**Dataset**:
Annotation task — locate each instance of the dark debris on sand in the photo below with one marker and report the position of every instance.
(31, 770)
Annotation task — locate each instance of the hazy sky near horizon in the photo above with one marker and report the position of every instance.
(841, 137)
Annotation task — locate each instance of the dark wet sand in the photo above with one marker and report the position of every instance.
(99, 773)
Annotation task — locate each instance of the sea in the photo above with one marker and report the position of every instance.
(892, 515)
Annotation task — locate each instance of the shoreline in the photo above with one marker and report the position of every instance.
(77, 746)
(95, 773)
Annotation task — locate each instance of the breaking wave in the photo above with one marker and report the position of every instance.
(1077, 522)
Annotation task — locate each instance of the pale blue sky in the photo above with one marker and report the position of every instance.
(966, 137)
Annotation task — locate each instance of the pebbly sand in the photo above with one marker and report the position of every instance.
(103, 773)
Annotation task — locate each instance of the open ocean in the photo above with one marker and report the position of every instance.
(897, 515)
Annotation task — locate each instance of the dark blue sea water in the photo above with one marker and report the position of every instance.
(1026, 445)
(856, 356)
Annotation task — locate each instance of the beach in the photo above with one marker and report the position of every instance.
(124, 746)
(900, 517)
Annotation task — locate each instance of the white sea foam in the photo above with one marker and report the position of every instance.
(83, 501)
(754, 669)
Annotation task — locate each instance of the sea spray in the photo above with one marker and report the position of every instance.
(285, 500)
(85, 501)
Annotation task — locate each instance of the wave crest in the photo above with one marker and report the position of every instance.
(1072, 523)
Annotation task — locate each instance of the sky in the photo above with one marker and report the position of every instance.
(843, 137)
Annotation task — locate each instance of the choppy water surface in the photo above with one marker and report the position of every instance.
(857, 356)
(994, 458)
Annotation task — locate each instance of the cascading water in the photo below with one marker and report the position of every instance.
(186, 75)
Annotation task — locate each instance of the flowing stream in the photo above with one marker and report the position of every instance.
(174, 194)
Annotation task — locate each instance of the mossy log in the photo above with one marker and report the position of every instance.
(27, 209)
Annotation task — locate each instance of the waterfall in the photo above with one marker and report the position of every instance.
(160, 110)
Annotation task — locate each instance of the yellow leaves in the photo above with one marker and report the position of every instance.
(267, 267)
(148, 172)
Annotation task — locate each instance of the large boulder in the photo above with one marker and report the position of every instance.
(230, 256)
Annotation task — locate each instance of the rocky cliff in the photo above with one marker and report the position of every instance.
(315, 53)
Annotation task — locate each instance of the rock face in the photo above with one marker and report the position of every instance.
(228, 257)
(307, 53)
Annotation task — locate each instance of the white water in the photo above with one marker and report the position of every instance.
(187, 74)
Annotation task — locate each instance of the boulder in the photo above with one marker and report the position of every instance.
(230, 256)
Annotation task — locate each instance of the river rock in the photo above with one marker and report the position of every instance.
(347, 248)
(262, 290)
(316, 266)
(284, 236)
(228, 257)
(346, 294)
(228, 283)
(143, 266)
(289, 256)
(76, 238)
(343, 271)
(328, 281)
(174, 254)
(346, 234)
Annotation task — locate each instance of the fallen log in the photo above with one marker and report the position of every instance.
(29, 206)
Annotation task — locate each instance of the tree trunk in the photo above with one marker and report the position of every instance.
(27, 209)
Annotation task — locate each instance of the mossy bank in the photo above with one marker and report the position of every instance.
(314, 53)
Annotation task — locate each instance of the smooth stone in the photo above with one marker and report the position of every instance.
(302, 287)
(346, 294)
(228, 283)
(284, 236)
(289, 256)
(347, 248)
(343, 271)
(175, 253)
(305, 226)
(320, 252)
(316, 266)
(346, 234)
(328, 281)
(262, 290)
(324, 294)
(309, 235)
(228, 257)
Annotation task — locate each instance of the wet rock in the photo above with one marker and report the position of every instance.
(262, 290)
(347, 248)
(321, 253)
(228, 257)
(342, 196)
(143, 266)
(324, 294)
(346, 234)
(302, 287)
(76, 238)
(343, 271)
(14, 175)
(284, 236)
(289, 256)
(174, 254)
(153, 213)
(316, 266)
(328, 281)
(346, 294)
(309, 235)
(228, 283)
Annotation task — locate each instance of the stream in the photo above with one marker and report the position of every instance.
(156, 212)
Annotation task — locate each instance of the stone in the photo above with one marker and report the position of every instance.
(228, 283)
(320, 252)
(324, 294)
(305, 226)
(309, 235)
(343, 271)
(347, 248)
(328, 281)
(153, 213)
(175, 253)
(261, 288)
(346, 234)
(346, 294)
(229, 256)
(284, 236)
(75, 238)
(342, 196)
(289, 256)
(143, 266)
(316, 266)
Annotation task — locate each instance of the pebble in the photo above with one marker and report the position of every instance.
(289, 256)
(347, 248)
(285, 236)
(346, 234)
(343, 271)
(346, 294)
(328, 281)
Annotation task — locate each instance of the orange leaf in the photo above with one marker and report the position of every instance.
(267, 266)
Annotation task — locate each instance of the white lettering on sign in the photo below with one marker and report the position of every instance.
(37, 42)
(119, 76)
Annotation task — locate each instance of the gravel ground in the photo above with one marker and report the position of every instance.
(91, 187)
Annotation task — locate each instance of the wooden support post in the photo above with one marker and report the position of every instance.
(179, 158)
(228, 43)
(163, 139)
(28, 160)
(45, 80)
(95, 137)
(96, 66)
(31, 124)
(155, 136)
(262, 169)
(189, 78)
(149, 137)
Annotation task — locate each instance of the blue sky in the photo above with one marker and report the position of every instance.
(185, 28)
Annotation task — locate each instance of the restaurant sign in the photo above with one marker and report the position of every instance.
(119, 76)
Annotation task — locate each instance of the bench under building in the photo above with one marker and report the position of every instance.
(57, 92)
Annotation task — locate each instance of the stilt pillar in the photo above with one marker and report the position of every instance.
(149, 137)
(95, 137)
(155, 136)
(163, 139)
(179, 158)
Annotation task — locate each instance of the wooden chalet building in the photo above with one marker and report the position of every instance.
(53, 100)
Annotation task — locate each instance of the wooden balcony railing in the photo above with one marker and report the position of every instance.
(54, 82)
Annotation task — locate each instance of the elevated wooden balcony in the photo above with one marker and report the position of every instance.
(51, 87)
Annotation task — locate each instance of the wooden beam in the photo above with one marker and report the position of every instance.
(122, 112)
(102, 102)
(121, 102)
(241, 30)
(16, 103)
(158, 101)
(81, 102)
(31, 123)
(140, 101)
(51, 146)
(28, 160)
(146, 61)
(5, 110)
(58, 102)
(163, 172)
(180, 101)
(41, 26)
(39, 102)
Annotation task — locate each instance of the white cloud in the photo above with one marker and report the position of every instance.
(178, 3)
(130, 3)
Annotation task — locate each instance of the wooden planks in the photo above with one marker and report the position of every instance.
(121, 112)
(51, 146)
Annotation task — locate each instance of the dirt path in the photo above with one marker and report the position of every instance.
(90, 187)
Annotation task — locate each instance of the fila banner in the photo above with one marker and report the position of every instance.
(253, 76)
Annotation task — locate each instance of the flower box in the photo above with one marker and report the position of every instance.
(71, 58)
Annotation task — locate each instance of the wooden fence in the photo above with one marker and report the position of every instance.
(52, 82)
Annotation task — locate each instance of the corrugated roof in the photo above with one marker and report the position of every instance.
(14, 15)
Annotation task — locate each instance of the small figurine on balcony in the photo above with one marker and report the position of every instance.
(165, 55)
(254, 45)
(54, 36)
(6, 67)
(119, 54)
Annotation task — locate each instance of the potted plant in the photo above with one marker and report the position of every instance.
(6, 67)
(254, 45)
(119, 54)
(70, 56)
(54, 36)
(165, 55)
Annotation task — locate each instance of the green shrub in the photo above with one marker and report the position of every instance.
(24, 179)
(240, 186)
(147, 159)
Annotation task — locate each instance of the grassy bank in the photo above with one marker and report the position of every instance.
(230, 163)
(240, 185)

**Exercise directions**: Word for word, set down all the lines above.

**Problem solution**:
Annotation task — locate each instance of the dark debris on sand in the photo below with one marker and report the position of every instance.
(31, 770)
Annotation task — locate each instance of the hazy sky near horizon in the photo above with one marker and report the position of every instance.
(841, 137)
Annotation task — locate each instance of the dark wet sand in the photo above with one marker and report the position of every instance.
(99, 773)
Annotation task — locate each instance of the sea in the photo above with one marker and report the position of every instance.
(892, 515)
Annotation task — locate each instance of the shoreline in the photo above with one marker and report the position of every instance.
(77, 746)
(95, 773)
Annotation task — locate each instance of the breaking wave in the photo above with one marker and report the position of every instance.
(1077, 522)
Annotation task — locate each instance of the pale blue sky in the photo above with one marker and report the position of every instance.
(966, 137)
Annotation task — locate each instance of the pebbly sand in the photo above with one marker and report the position of every instance.
(103, 773)
Annotation task — locate each instance of the open ocean in the photo above with one marker and report the position of every instance.
(897, 515)
Annotation task — locate each instance of the dark blue sea water in the photo above with one marker and report the position of every instance.
(1026, 445)
(856, 356)
Annotation task — locate each instance of the beach in the photo above with one marker and report the position of every instance.
(124, 746)
(900, 517)
Annotation task — locate each instance of the white sea foam in the photo above with one marker and report the position of every instance.
(83, 501)
(754, 669)
Annotation task — locate each instance of the sea spray in the photo above with one marker and report the position of every instance.
(285, 500)
(85, 501)
Annotation task — locate each instance of the wave crest in the photo above with one marker and report the position of every instance.
(1072, 523)
Annotation task — locate each instance of the sky in the photo above with one marker and report the position of every instance.
(843, 137)
Annotation task — locate each instance of the choppy water surface in the photo above with one marker and report the position of every instance.
(857, 356)
(994, 458)
Annotation task — locate each instance of the cascading water in the photo below with one marker and report the position of every instance.
(186, 75)
Annotation task — locate each instance of the flowing stream in the photo above with one marker and report the position of every instance.
(174, 194)
Annotation task — locate each instance of the mossy log in the photo above with one marker and report the position of every instance.
(27, 209)
Annotation task — locate each instance of the waterfall in the photo above with one marker and report the position of every instance.
(160, 110)
Annotation task — locate each instance of the yellow leaves in the photo above with one marker and report the position of every instance.
(267, 267)
(148, 172)
Annotation task — locate each instance of the large boulder in the photo above with one marker and report the position of every instance.
(230, 256)
Annotation task — locate each instance of the rocky cliff in the photo above with one marker and report the position of every instance.
(315, 53)
Annotation task — locate each instance of the rock face in the photo above with one marker and report the position of every instance.
(228, 257)
(307, 53)
Annotation task — locate each instance of the white water in the photo above with one marker and report the position of every instance.
(187, 74)
Annotation task — locate each instance of the boulder in the photo above with one marker and report the position of every instance.
(230, 256)
Annotation task — locate each instance of the river rock in the photo above with one marker and report the position of every instance.
(347, 248)
(262, 290)
(316, 266)
(284, 236)
(228, 257)
(346, 294)
(228, 283)
(143, 266)
(289, 256)
(76, 238)
(343, 271)
(328, 281)
(174, 254)
(346, 234)
Annotation task — locate each instance of the fallen log in the photo above with one marker and report the position of every instance.
(29, 206)
Annotation task — locate each instance of the tree trunk in the photo above with one marker and report the position of every instance.
(27, 209)
Annotation task — locate each instance of the mossy bank in the photo above with one marker and report the position of every instance.
(314, 53)
Annotation task — locate each instance of the smooth stone in the photo above with one marker and report the position of every instance.
(302, 287)
(346, 294)
(228, 283)
(284, 236)
(289, 256)
(347, 248)
(343, 271)
(175, 253)
(305, 226)
(320, 252)
(316, 266)
(346, 234)
(328, 281)
(262, 290)
(324, 294)
(309, 235)
(228, 257)
Annotation task — locate each instance of the wet rock in the photo above with one marker and report the position of every instance.
(262, 290)
(347, 248)
(321, 253)
(228, 257)
(342, 196)
(143, 266)
(324, 294)
(346, 234)
(302, 287)
(76, 238)
(343, 271)
(14, 175)
(284, 236)
(289, 256)
(174, 254)
(153, 213)
(316, 266)
(328, 281)
(346, 294)
(309, 235)
(228, 283)
Annotation task — locate each instance of the stream in the photo above with one marker and report the position of every instance.
(156, 212)
Annotation task — locate each instance of the stone in the photo above with one marker and report the position of every instance.
(228, 283)
(320, 252)
(324, 294)
(305, 226)
(309, 235)
(343, 271)
(347, 248)
(328, 281)
(153, 213)
(175, 253)
(261, 288)
(346, 234)
(346, 294)
(229, 256)
(284, 236)
(75, 238)
(342, 196)
(289, 256)
(143, 266)
(316, 266)
Annotation task — locate each instance of the pebble in the photo above with one marker and report the position of every instance.
(289, 256)
(347, 248)
(285, 236)
(346, 234)
(343, 271)
(346, 294)
(328, 281)
Annotation task — locate each instance of the orange leaf in the photo above with one marker and report the position of every instance.
(267, 266)
Annotation task — locate each instance of the white lettering on sign in the photo below with one marker and report the position of every instance.
(37, 42)
(119, 76)
Annotation task — locate each instance of the gravel ground in the photo above with one marker and report the position of every instance.
(91, 187)
Annotation task — locate each instance of the wooden support post in the photo above with one marker and report the position of every instance.
(179, 158)
(228, 43)
(163, 139)
(28, 160)
(45, 80)
(95, 137)
(96, 66)
(31, 124)
(155, 136)
(262, 169)
(189, 78)
(149, 137)
Annotation task — locate each instance of the blue sky in the photo above with one marker and report the position of every instance.
(185, 28)
Annotation task — locate each instance of the restaurant sign in the photo above with one marker and report the position of every instance.
(119, 76)
Annotation task — locate each instance of the bench under building in the photo above with one marker and report the position of every instance.
(57, 92)
Annotation task — locate each instance of the stilt pillar in the photo above with one marker and report the position of every instance.
(149, 137)
(95, 137)
(155, 136)
(163, 139)
(179, 158)
Annotation task — locate each instance of the wooden chalet building in the photo above with one marker and report the position of every instance.
(53, 100)
Annotation task — locate each instance of the wooden balcony railing in the photo above with one marker and report the position of every instance.
(54, 82)
Annotation task — locate each instance of the elevated wooden balcony in the photo above with one marker and report the position of every instance.
(51, 87)
Annotation task — locate each instance of the wooden beam in the photo above with one marker and report the position of every instance.
(122, 112)
(102, 102)
(121, 102)
(241, 30)
(16, 103)
(158, 101)
(81, 102)
(31, 123)
(140, 101)
(51, 146)
(28, 160)
(146, 61)
(5, 110)
(58, 102)
(163, 172)
(180, 101)
(41, 26)
(39, 102)
Annotation task — locate each instance of the white cloud in the photo above with one marker and report the position of every instance.
(178, 3)
(130, 3)
Annotation task — locate each instance of the wooden planks in the photo above with one marker and report the position of every instance.
(121, 112)
(51, 146)
Annotation task — locate each instance of the dirt path in the photo above with one marker and report the position of every instance.
(90, 187)
Annotation task — locate each instance of the fila banner in the photo above with one marker and report the position of every instance.
(253, 76)
Annotation task — locate each instance of the flower box in the photo above with one marker and report the position of every instance.
(71, 58)
Annotation task — locate each instance of the wooden fence in the photo above with one marker and report the position of every instance.
(52, 82)
Annotation task — locate each instance of the corrugated roof in the photo above with one marker and report the position of every instance.
(14, 15)
Annotation task — locate each instance of the small figurine on balcony in the photo above with one marker and report the position of every instance.
(165, 55)
(254, 45)
(54, 36)
(6, 67)
(119, 54)
Annotation task — locate each instance of the potted plant in the photo above with one marker and report the position of every instance.
(6, 67)
(254, 45)
(119, 54)
(70, 56)
(54, 36)
(165, 55)
Annotation task — locate each instance of the green shrub in the photo above with one marker and report the position of every instance.
(24, 179)
(240, 186)
(147, 159)
Annotation task — locate each instance of the grassy bank in the photo above with one marker and report the position of every instance.
(230, 163)
(240, 185)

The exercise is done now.